__Passage__:
╭──
Model: 1-D Angular Momentum and Angular Impulse and Linear Momentum and Impulse.
Approach:
The motion of the objects before and after the collision is in the surface of the table, in the _(x,y)_ plane. After the collision the ball-bar system will translate to the right and rotate counter-clockwise about its center of mass. The system's center of mass is not at the center of the bar but at a point between the ball and the center of the bar.
To solve the problem realize that the sum of the external forces exerted on the system is zero and the sum of the torques due to the external forces is also zero about any given point. The external forces exerted on the ball are the gravitational force and the normal force. Both forces are applied at the ball's center of mass. Because there is no motion of the ball in the direction perpendicular to the table's surface (z-axis) these two forces add to zero, therefore they have the same magnitude and opposite direction. As a consequence, the torques due to these two forces about any given point have the same magnitude and opposite direction, therefore they also add to zero. The external forces acting on the bar are gravitational force and the normal force exerted by the the force exerted by the surace and the
The forces acting on the elements of the system are the gravitational force on the ball and on the bar and the contact force exerted by the table's surface on the ball and on the bar. Because there is no friction thesi contact force has only one component p[erpendicular to the surface.
╰──
__Dataset__:
╭──
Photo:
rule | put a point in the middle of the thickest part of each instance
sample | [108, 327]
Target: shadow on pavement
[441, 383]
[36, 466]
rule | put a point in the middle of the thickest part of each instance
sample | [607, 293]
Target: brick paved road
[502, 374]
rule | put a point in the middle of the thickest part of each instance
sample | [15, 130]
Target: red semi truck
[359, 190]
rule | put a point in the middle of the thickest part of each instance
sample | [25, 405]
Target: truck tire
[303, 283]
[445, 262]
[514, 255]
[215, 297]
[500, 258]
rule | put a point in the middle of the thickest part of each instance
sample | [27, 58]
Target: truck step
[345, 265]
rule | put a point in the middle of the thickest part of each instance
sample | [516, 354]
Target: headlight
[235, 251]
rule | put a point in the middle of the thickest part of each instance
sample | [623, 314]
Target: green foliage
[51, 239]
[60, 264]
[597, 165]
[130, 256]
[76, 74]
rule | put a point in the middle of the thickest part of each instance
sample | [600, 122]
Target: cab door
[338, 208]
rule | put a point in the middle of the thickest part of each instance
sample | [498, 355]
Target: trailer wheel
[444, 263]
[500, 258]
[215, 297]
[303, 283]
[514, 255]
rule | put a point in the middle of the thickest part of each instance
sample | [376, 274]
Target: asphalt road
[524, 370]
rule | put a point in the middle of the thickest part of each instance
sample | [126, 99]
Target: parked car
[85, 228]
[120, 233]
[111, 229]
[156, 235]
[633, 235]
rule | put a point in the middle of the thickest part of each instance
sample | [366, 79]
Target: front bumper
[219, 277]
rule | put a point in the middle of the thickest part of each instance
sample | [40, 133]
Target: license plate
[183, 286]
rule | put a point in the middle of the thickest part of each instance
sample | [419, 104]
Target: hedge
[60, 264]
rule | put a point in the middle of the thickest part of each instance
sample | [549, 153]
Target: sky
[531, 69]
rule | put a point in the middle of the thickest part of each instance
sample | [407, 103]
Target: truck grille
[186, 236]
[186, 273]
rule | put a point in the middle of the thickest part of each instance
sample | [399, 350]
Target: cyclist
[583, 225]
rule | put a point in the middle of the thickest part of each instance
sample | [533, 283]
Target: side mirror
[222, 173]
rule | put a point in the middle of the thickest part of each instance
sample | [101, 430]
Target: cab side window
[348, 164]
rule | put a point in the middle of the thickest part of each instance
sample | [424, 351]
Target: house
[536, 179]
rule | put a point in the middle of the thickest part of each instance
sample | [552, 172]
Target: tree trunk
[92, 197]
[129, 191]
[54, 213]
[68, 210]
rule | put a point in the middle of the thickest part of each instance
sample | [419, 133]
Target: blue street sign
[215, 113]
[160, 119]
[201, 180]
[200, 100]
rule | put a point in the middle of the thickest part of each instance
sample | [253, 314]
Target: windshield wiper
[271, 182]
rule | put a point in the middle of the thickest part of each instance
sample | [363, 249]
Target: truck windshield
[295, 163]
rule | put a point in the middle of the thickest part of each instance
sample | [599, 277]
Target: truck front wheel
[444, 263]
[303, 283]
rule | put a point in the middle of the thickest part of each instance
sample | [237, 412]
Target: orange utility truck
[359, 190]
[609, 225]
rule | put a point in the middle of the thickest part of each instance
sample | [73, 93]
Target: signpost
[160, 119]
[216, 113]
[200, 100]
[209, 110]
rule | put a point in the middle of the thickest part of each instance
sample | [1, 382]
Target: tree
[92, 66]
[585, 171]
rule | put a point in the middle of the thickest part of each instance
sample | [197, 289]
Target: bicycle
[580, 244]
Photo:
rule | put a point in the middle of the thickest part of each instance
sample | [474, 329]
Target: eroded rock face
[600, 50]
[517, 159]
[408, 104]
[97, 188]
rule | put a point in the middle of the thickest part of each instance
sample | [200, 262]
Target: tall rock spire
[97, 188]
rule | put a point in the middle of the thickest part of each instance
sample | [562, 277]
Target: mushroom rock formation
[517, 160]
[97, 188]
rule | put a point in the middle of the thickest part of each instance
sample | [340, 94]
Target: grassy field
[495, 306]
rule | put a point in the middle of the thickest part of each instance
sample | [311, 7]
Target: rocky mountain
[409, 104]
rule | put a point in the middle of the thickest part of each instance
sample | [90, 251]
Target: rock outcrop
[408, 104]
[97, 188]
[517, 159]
╰──
__Tasks for this exercise__:
(a) In the ball-bar collision passage, why do the torques from the gravitational force and the normal force on the ball add to zero about any point? Answer in one to three sentences.
(b) Continue the ball-bar collision passage after its final sentence.

__Answers to the problems__:
(a) The ball doesn't move perpendicular to the table's surface, so these two forces add to zero and have the same magnitude and opposite directions. Both act at the ball's center of mass, so their torques about any point also have the same magnitude and opposite directions and cancel.

(b)
Modeling the objects:
Ball:
Because the ball has a small radius we will neglect any possible rotation of the ball an we will treat it as a point mass translating with initiall speed vo.
Bar:
We will treat the bar as a rigid body with its mass uniformly distributed therfore, its center of mass is in the middle of the bar.
Modeling the interactions:
Ball:
The ball interacts with the Earth, the surface and the bar. As a resullt of these three interactions there are three forces acting on it:
#The gravitational force exerted by the Earth on the ball, FEonBall. This is an external force and is applied at the ball's center of mass.
#The contact force exerted by the ground on the ball. Because there is no friction this force has only one component perpendicular to the surface, FN on Ball. This force is an external force and is applied at the ball's center of mass.
#The force exerted by the bar on the ball, FBar on Ball. This force is an internal force and is applied at th eball's center of mass. It is the action reaction pair of the force exerted by the ball on the bar.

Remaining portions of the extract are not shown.